AIM: Change every "please provide its bounding box" in the records below to "please give its bounding box" and leave all other text unchanged. Omit the pictures from your answer.

-- Begin DATASET ENTRIES --

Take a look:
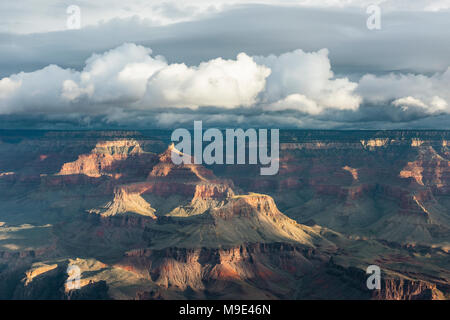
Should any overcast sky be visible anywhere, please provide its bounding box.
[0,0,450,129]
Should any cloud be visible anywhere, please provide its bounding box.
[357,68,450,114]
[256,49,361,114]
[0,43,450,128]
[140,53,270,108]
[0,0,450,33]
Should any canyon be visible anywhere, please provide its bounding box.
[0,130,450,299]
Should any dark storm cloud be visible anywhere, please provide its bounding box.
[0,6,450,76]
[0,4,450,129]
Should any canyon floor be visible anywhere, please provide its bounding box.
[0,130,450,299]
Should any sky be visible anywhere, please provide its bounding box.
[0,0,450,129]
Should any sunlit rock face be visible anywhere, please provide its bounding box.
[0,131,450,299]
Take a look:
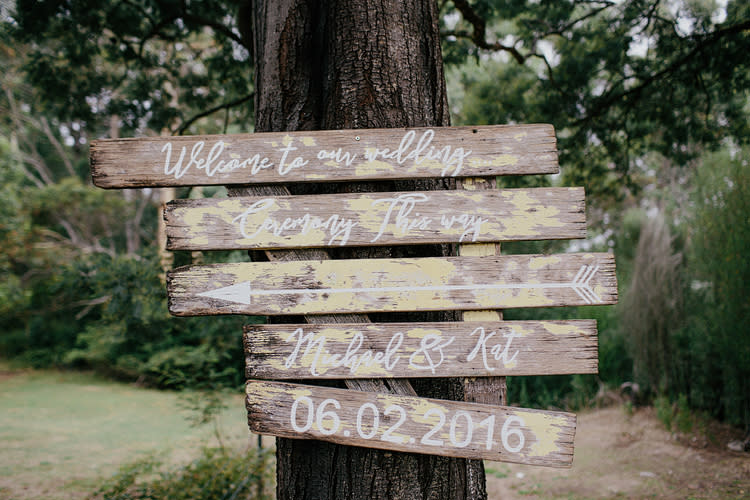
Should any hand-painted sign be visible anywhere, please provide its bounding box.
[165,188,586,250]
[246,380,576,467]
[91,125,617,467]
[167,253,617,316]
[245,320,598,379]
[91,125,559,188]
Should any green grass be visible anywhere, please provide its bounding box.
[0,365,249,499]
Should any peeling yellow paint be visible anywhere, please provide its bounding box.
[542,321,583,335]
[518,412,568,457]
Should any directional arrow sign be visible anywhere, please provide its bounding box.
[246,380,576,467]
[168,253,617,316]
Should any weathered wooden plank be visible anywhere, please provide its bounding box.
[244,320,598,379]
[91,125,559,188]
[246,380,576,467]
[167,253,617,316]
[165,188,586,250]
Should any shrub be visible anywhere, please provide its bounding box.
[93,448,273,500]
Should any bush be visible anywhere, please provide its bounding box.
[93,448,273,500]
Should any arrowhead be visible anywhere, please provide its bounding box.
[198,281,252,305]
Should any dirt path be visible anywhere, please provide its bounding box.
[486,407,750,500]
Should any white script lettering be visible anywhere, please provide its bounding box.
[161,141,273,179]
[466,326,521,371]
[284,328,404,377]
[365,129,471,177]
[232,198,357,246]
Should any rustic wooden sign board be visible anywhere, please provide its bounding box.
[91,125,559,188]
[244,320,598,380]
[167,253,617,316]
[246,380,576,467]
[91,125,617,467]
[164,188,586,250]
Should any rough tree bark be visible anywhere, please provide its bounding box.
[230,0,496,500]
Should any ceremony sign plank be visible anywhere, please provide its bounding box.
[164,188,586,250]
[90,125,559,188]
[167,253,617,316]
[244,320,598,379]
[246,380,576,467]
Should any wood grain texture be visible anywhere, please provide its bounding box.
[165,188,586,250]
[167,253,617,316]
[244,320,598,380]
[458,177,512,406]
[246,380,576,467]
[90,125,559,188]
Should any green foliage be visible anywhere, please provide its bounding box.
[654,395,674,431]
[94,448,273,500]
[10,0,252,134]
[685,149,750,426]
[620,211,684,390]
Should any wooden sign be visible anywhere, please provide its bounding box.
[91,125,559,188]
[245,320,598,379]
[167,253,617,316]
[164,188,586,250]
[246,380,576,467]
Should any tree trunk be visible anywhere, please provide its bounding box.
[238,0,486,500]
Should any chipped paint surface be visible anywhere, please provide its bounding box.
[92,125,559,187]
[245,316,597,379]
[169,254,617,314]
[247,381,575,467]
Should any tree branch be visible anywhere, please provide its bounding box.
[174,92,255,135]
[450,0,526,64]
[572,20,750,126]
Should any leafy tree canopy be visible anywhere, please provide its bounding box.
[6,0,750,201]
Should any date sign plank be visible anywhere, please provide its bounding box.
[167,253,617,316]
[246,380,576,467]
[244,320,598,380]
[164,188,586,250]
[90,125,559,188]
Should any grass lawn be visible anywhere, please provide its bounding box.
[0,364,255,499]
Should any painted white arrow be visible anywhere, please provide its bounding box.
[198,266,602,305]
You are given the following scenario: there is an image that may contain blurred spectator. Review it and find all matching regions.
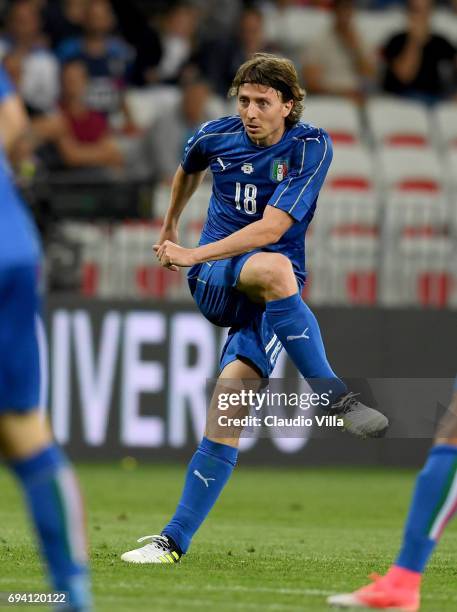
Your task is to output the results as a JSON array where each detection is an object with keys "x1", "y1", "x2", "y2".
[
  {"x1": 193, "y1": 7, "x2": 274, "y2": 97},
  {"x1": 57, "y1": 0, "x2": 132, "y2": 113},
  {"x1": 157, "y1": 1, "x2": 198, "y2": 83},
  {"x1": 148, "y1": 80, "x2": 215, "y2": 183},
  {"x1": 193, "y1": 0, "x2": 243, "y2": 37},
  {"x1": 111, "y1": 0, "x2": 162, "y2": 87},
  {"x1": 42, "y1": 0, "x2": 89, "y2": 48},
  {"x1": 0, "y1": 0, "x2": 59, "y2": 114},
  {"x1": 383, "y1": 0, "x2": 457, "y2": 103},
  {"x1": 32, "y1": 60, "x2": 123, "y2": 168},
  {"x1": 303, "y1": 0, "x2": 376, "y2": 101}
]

-- End DATASET ENTRIES --

SOLUTION TO THIS EXERCISE:
Take a look:
Should any overcast sky be visible anywhere, please give its bounding box.
[0,0,450,129]
Should any cloud be visible anywhere, please give its bounding box.
[357,68,450,114]
[256,49,361,114]
[0,43,450,128]
[140,53,270,108]
[0,0,450,33]
Should any canyon be visible anywhere, please give its bounding box.
[0,130,450,299]
Should any dark storm cloud be visible anywhere, please give its bounding box.
[0,6,450,76]
[0,4,450,129]
Should any canyon floor be visible anywhere, please give its bounding box.
[0,130,450,299]
Should any sky be visible anywhere, please give its bounding box.
[0,0,450,129]
Should any sunlit rock face be visible anywhere, please give its bounding box.
[0,131,450,299]
Take a look:
Should any hand-painted sign be visible anywhere, please give its bounding box.
[165,188,586,250]
[246,380,576,467]
[91,125,617,467]
[167,253,617,316]
[245,320,598,379]
[91,125,559,188]
Should any green grass be visible anywhere, please give its bounding box.
[0,365,249,499]
Should any peeling yellow paint be visible anywhere, please give its bounding box.
[542,321,583,335]
[518,412,568,457]
Should any directional arrow sign be visible anywhere, please give its bounding box.
[246,380,576,467]
[168,253,617,316]
Should any weathered wooden plank be visible anywhere, please give its bounding box.
[244,320,598,379]
[91,125,559,188]
[246,380,576,467]
[167,253,617,316]
[165,188,586,250]
Should any shrub be visible anywhere, please give its bounding box.
[93,448,273,500]
Should any bush be visible anywhere, please give its bounding box.
[93,448,273,500]
Should any arrowhead be visible anywhere, please give its bounding box.
[198,281,252,305]
Should any dirt path be visible anywhere, please give its bounding box.
[486,407,750,500]
Should any white script lettering be visible anywhere, please give its bounding box.
[161,141,273,179]
[466,326,521,371]
[284,328,404,377]
[365,129,471,177]
[232,198,357,246]
Should any rustic wooden sign board be visible anywhere, please give its bounding box.
[91,125,559,188]
[244,320,598,380]
[167,253,617,316]
[246,380,576,467]
[91,125,617,467]
[164,188,586,250]
Should any rough tree bark be visible anywhere, please give its bounding box.
[230,0,496,500]
Should any ceremony sign plank be visible anywhere, please give its bounding box.
[164,188,586,250]
[90,125,559,188]
[167,253,617,316]
[244,320,598,379]
[246,380,576,467]
Should any wood grain texture be visible anywhere, please give its bounding box.
[165,188,586,250]
[167,253,617,316]
[244,320,598,380]
[458,177,512,406]
[246,380,576,467]
[90,125,559,188]
Should any green foliage be visible anywhere, please give its bounding box.
[654,395,674,431]
[94,448,273,500]
[10,0,252,134]
[685,149,750,426]
[620,211,684,390]
Should any wooden sign be visible anywhere, please give its bounding box.
[91,125,559,188]
[245,320,598,379]
[167,253,617,316]
[164,188,586,250]
[246,380,576,467]
Should any tree trunk be visible anywhere, please give its bounding box.
[238,0,486,500]
Should any chipped paint surface be visible anywhere, please give its bounding box.
[92,125,559,187]
[245,316,597,379]
[169,254,617,314]
[247,381,575,467]
Should any tree branch be visible anywhere, please give its bounding box.
[174,92,255,135]
[450,0,526,64]
[572,20,750,126]
Should any leafy tree canopy be visible anywhere, please give its bounding box.
[6,0,750,201]
Should any date sign plank be visible anywhere, please give its bounding box.
[167,253,617,316]
[246,380,576,467]
[244,320,598,380]
[164,188,586,250]
[90,125,559,188]
Should any grass lawn be visible anywhere, please give its bounding box.
[0,364,255,499]
Should any painted white arrow be visible anywhere, please give its bounding box.
[198,266,602,305]
You are given the following scenario: there is an image that may contain blurred spectator. Review it and find all matching regions.
Your task is to output the results as a JSON array where each detection is an object with keys "x1", "y1", "x2", "y2".
[
  {"x1": 193, "y1": 7, "x2": 274, "y2": 97},
  {"x1": 57, "y1": 0, "x2": 132, "y2": 113},
  {"x1": 157, "y1": 1, "x2": 198, "y2": 83},
  {"x1": 148, "y1": 80, "x2": 215, "y2": 183},
  {"x1": 193, "y1": 0, "x2": 243, "y2": 37},
  {"x1": 111, "y1": 0, "x2": 162, "y2": 87},
  {"x1": 42, "y1": 0, "x2": 89, "y2": 48},
  {"x1": 0, "y1": 0, "x2": 59, "y2": 114},
  {"x1": 383, "y1": 0, "x2": 457, "y2": 103},
  {"x1": 32, "y1": 60, "x2": 123, "y2": 168},
  {"x1": 303, "y1": 0, "x2": 376, "y2": 101}
]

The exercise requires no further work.